Task
Reproduce the lines from the one containing "Kindly provide the mask of every instance of the pier." through the one containing "138 148 L 133", swapping "pier" for "jetty" and changing nothing else.

##############################

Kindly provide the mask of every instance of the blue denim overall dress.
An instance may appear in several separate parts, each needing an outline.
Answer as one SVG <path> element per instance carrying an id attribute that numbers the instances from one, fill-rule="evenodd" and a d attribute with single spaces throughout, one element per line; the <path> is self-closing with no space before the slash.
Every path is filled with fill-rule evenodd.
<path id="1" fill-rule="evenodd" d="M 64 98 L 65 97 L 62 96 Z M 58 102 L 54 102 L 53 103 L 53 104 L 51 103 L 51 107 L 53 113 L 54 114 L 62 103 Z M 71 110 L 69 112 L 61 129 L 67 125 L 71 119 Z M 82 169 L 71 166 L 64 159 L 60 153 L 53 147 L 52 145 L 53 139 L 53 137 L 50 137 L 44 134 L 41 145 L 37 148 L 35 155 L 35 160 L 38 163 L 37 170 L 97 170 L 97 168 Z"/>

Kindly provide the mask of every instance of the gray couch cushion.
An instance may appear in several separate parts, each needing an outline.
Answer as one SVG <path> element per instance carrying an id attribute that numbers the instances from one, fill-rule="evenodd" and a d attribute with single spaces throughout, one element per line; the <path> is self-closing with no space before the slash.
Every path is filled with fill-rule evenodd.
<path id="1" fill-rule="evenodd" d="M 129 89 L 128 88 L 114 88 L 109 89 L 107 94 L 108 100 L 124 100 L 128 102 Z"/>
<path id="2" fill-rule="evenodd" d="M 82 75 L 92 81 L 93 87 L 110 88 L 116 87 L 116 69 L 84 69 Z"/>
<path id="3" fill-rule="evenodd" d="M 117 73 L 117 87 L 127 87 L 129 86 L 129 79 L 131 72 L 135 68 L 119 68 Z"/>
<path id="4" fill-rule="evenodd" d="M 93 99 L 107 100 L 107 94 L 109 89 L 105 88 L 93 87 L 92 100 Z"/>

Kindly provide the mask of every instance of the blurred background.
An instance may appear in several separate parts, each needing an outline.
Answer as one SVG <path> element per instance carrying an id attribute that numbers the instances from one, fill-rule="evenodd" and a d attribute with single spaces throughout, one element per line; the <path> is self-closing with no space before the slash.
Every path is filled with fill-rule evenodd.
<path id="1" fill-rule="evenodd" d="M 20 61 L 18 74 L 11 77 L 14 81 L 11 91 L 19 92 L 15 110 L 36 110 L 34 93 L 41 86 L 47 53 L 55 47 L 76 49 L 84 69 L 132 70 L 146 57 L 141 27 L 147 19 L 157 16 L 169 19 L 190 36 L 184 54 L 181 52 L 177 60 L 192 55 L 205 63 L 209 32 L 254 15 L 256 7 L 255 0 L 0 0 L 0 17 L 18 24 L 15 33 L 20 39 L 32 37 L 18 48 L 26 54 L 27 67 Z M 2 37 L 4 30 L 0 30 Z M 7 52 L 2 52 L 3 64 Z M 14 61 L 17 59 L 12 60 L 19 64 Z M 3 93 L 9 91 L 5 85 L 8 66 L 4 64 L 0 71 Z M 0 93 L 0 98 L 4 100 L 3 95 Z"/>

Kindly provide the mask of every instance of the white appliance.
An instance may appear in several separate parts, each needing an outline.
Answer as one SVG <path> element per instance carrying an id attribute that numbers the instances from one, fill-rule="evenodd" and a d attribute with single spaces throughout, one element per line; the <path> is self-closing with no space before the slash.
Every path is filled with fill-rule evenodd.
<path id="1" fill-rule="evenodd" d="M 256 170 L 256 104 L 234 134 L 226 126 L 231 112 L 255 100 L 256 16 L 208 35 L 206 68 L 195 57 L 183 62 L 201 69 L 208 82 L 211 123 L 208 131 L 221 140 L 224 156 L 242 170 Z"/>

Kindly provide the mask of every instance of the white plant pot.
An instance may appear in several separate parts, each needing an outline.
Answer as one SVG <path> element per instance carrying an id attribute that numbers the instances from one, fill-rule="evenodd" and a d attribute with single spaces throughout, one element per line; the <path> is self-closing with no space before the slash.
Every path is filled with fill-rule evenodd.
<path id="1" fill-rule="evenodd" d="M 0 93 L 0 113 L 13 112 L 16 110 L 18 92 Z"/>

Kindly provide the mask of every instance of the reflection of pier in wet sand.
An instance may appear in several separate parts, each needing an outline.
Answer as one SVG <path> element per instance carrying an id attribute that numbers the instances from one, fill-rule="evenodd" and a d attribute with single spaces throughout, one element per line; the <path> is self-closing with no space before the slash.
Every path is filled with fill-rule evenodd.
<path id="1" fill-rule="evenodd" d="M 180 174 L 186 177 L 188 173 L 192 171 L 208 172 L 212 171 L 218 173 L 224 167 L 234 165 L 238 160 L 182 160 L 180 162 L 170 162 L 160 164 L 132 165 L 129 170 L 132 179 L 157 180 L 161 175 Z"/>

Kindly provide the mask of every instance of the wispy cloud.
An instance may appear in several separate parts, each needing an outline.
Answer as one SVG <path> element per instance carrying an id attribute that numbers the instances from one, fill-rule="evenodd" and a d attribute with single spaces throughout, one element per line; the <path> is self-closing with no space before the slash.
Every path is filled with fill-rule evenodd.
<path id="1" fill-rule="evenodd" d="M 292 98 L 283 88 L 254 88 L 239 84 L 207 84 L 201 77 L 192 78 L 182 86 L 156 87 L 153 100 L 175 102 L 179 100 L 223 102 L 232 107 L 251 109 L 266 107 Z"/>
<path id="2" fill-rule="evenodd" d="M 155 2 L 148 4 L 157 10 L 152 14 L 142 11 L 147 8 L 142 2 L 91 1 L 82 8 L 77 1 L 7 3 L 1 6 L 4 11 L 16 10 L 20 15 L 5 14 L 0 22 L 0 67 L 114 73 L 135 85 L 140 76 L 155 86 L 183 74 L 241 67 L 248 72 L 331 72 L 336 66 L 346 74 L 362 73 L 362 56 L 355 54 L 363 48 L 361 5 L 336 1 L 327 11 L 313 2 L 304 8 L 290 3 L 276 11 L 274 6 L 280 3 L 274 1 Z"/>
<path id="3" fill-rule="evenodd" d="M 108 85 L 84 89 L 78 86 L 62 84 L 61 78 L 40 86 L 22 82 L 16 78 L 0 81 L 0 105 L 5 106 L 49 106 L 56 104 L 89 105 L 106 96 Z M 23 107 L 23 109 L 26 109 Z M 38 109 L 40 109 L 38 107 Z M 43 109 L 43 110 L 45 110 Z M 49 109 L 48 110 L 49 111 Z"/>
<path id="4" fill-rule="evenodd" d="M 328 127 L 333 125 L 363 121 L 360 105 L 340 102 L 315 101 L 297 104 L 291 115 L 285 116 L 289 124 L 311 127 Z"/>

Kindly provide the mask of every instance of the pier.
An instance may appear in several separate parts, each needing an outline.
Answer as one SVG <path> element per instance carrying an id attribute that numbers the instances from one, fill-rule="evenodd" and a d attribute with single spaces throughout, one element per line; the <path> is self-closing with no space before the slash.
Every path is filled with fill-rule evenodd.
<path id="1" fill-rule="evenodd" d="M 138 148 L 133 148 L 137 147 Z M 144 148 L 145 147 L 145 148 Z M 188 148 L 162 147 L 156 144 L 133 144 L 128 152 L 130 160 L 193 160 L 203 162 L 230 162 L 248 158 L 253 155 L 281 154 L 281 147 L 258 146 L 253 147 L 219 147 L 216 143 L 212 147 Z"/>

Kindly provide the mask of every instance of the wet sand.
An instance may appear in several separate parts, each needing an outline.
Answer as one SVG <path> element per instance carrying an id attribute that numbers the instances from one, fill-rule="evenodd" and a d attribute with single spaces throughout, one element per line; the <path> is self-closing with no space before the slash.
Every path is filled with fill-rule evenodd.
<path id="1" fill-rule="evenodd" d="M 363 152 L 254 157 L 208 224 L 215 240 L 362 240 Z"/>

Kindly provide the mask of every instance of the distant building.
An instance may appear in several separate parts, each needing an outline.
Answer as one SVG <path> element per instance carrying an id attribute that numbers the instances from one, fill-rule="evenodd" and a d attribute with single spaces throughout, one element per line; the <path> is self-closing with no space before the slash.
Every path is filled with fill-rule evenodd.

##############################

Response
Kindly provide the mask of every instance of the jetty.
An instance may appear in several separate parts, each needing an outline.
Answer as one SVG <path> element per instance carrying an id attribute that numbers the instances from one, fill-rule="evenodd" and a d attribute with single spaces throughout, one element per line; the <path> is self-closing with no space before the slash.
Every path is filled with fill-rule evenodd.
<path id="1" fill-rule="evenodd" d="M 138 148 L 133 148 L 137 147 Z M 144 148 L 145 147 L 145 148 Z M 188 148 L 162 147 L 156 144 L 133 144 L 128 152 L 130 160 L 193 160 L 203 162 L 230 162 L 248 158 L 253 155 L 281 154 L 281 147 L 258 146 L 253 147 L 219 147 L 216 143 L 212 147 Z"/>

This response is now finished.